====== Record excerpts
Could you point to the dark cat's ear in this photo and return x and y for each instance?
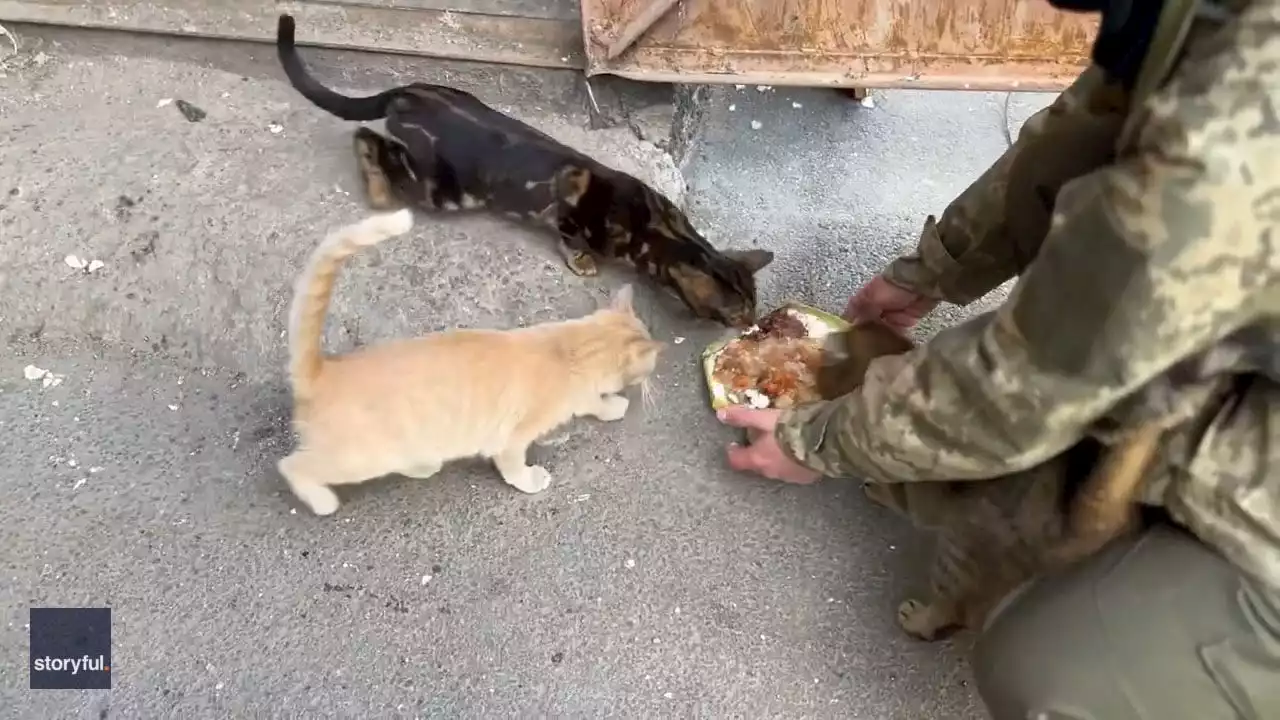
(754, 260)
(624, 300)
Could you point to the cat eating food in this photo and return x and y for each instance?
(408, 406)
(451, 151)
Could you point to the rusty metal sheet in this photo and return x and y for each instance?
(923, 44)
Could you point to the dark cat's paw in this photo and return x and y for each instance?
(926, 621)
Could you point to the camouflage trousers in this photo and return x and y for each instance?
(1159, 625)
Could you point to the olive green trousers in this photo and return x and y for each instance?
(1155, 627)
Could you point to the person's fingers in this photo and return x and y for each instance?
(741, 417)
(741, 458)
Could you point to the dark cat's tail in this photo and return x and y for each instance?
(315, 286)
(356, 109)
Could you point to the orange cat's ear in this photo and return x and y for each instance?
(622, 300)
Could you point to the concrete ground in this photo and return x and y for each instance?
(648, 580)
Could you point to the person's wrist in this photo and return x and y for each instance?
(790, 429)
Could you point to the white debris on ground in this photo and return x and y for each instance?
(45, 377)
(77, 263)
============
### Problem
Set down the records exactly, without the pictures.

### Task output
Could you point to the dark cat's ear in this photo and return x and y for each instance?
(754, 260)
(624, 300)
Could you point to the cat eating food in this photo and return x and y for each instance?
(408, 406)
(451, 151)
Could you point to the rusty metal sheet in this photo and return x and y for each instance?
(923, 44)
Could you point to the dark cat's paw in this photo and return x and y for each instance?
(926, 621)
Could you point to the camouflage trousers in this photo and return x and y for each instance?
(1159, 625)
Could you point to the olive green trousers in this photo and return x and y for each instance?
(1155, 627)
Could you point to the person's fingers in this photo and return x and y for each instance?
(741, 417)
(741, 458)
Could you point to the dark cat's tail in this photo and return x and y for each instance?
(315, 286)
(356, 109)
Could you point to the orange cat's ear in this photo and return x and y for each instance?
(622, 300)
Could you point to the concrete ground in this photo and return x and y for each instance?
(648, 580)
Could you point to the person's wrist in this photo and return x and y for each instance?
(790, 429)
Could you point to the white debris on ground in this photo and return x and y for each instance?
(45, 377)
(77, 263)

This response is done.